PROBLEM :: From the blog post about strange names, reproduce the passage from "Talk about child" up to and including "Shanda Lear. Gack.".

TEXT EXCERPT ::
Following yesterday's post about the unfortunately-named nine-year-old New Zealand girl, I'm both fascinated and appalled to read a blog article in The Times, London.
We're familiar with the celebrity trend of giving children playful, silly, impractical names on the basis that they'll never have to endure the vicissitudes of a real school or workplace. The first one most of us noticed was probably Zowie Bowie, or perhaps Marc Bolan's little boy Rolan, and probably reached its apotheosis in the wilful christening flightiness evinced by Bob Geldof or Gywneth Paltrow.
Michael Sherrod and Matthew Rayback, the authors of a new book, Bad Baby Names, have looked into a century of US census reports and discovered that the history of weird names is longer, and stranger, than most of us could have possibly imagined…
Here, in ascending order of weirdness, are the 20 strangest:
20: Wanna Funk
19: United States
18: Lotta Bacon
17: Hysteria Johnson
16: Waitress Seholley
15: Nail Rambo
14: Jump Jump
13: Tackle Feigenbutz
12: Mustard M.Mustard
11: Jelly Bean Cook
10: Fat Meat Fields
9: Geography Bryan
8: Zero Pie
7: Cylinder Klinefelter
6: Nice Veal
5: Cylclops Walthour
4: Envy Burger
3: Cancer Grindstaff
2: Young Boozer
1: Dracula Taylor
And, just to demonstrate that not all parents are capricious and michevous come christening time, here are an even dozen names that I’d prefer to plain old Michael Moran:
Peach Skeeters
Watermelon Pete McNeil
Experience Fairweathers
Limbo Holloway
Bluebell Plopper
Beauty Outlaw
Darth Wilson
Christian Devil
Welcome Darling
Sexy Chambers
Love Catts
Permelia Buckaroo
I mean . . . wow. Just - wow! Can you imagine having one of those names inflicted on you?
Talk about child abuse . . .
Peter
5 comments:
Two of my favorites from Texas: Ima Hogg and Ura Hogg. A friend of mine actually met Ima (or was it Ura?) once. 'Course she was really, really old at the time and my friend said she had, er, "grown" into her name. Fortunately their daddy was rich.
Another urban legend: Ima Hogg was real, and was reportedly a very gracious, charming classic Texas lady. Ura Hogg was fiction.
I submit for your consideration the legendary inventor Bill Lear, who named his daughter Shanda. Shanda Lear. Gack.
Back when I lived in the great north woods, I worked nights at a hospital that had an extensive maternity program. Every now and then I've have to wander over there to do things. Some people named their babies the dumbest things in the entire world. I saw one child who was named "Special K" and another whose middle name was "Cocaine."
I mean, really. I think we should probably revoke the parental privilege of anybody who thinks giving their child the name "cocaine" is okay.
I worked with a Chili Berger and a Benjamin (Ben) Dover. Also a Richard Head. What were the parents thinking?
A little girl named Felatia. The mother claimed that there was nothing wrong with the name.

INFORMATION SUPPLIED ::
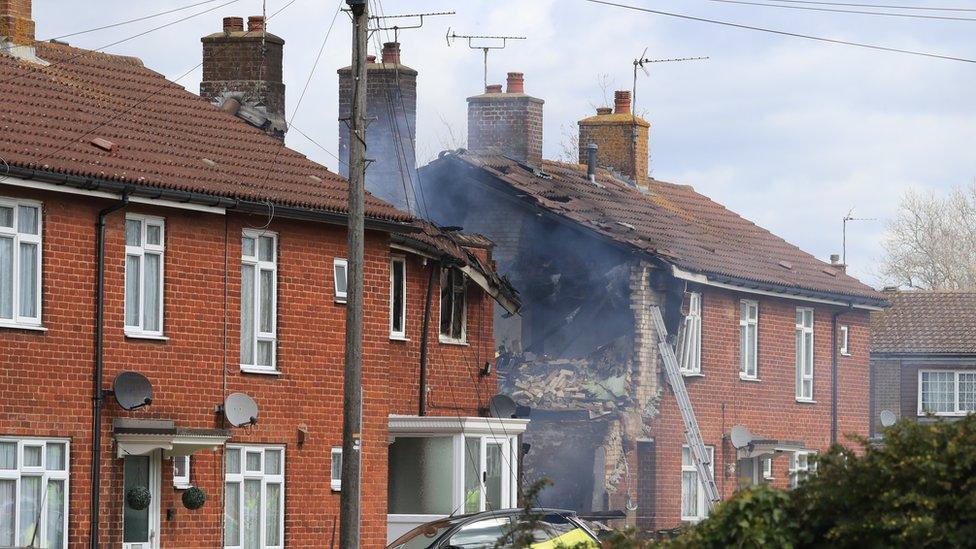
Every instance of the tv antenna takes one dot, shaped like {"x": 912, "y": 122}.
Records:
{"x": 483, "y": 43}
{"x": 850, "y": 217}
{"x": 382, "y": 25}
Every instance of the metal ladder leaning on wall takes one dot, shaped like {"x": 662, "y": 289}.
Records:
{"x": 698, "y": 451}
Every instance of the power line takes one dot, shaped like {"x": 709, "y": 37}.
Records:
{"x": 854, "y": 12}
{"x": 782, "y": 33}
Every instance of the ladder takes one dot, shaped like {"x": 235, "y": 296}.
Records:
{"x": 700, "y": 456}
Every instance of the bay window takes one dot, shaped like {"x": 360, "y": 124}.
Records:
{"x": 33, "y": 493}
{"x": 254, "y": 497}
{"x": 20, "y": 263}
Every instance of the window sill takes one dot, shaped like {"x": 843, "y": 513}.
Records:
{"x": 259, "y": 371}
{"x": 28, "y": 327}
{"x": 139, "y": 335}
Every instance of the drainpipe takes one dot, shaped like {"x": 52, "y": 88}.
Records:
{"x": 98, "y": 395}
{"x": 422, "y": 397}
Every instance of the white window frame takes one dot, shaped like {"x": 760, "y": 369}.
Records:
{"x": 402, "y": 333}
{"x": 182, "y": 482}
{"x": 335, "y": 480}
{"x": 337, "y": 263}
{"x": 22, "y": 471}
{"x": 17, "y": 319}
{"x": 797, "y": 471}
{"x": 464, "y": 309}
{"x": 259, "y": 336}
{"x": 244, "y": 474}
{"x": 689, "y": 337}
{"x": 140, "y": 251}
{"x": 845, "y": 339}
{"x": 748, "y": 306}
{"x": 956, "y": 410}
{"x": 702, "y": 504}
{"x": 802, "y": 374}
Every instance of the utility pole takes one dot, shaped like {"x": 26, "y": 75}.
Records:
{"x": 352, "y": 444}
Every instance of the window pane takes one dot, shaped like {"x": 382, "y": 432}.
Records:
{"x": 233, "y": 461}
{"x": 32, "y": 456}
{"x": 266, "y": 248}
{"x": 272, "y": 516}
{"x": 30, "y": 508}
{"x": 153, "y": 288}
{"x": 252, "y": 514}
{"x": 6, "y": 278}
{"x": 232, "y": 513}
{"x": 133, "y": 232}
{"x": 8, "y": 501}
{"x": 132, "y": 275}
{"x": 27, "y": 219}
{"x": 55, "y": 514}
{"x": 247, "y": 314}
{"x": 272, "y": 462}
{"x": 154, "y": 235}
{"x": 55, "y": 456}
{"x": 28, "y": 280}
{"x": 267, "y": 301}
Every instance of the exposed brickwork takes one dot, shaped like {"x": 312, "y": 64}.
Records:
{"x": 391, "y": 105}
{"x": 506, "y": 123}
{"x": 46, "y": 377}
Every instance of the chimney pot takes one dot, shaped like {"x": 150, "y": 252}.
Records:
{"x": 515, "y": 82}
{"x": 391, "y": 53}
{"x": 621, "y": 102}
{"x": 233, "y": 24}
{"x": 255, "y": 23}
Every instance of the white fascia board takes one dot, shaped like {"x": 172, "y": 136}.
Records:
{"x": 705, "y": 281}
{"x": 65, "y": 189}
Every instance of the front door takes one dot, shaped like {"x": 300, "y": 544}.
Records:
{"x": 140, "y": 527}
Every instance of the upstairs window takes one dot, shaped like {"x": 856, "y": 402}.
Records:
{"x": 259, "y": 301}
{"x": 748, "y": 339}
{"x": 453, "y": 306}
{"x": 689, "y": 337}
{"x": 144, "y": 247}
{"x": 398, "y": 298}
{"x": 804, "y": 354}
{"x": 20, "y": 263}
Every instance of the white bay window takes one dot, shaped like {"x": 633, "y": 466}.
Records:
{"x": 20, "y": 263}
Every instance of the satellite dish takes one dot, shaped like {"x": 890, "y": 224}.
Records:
{"x": 240, "y": 410}
{"x": 502, "y": 406}
{"x": 888, "y": 418}
{"x": 740, "y": 436}
{"x": 132, "y": 390}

SOLUTION FOR THIS EXERCISE ::
Talk about child abuse . . .
Peter
5 comments:
Two of my favorites from Texas: Ima Hogg and Ura Hogg. A friend of mine actually met Ima (or was it Ura?) once. 'Course she was really, really old at the time and my friend said she had, er, "grown" into her name. Fortunately their daddy was rich.
Another urban legend: Ima Hogg was real, and was reportedly a very gracious, charming classic Texas lady. Ura Hogg was fiction.
I submit for your consideration the legendary inventor Bill Lear, who named his daughter Shanda. Shanda Lear. Gack.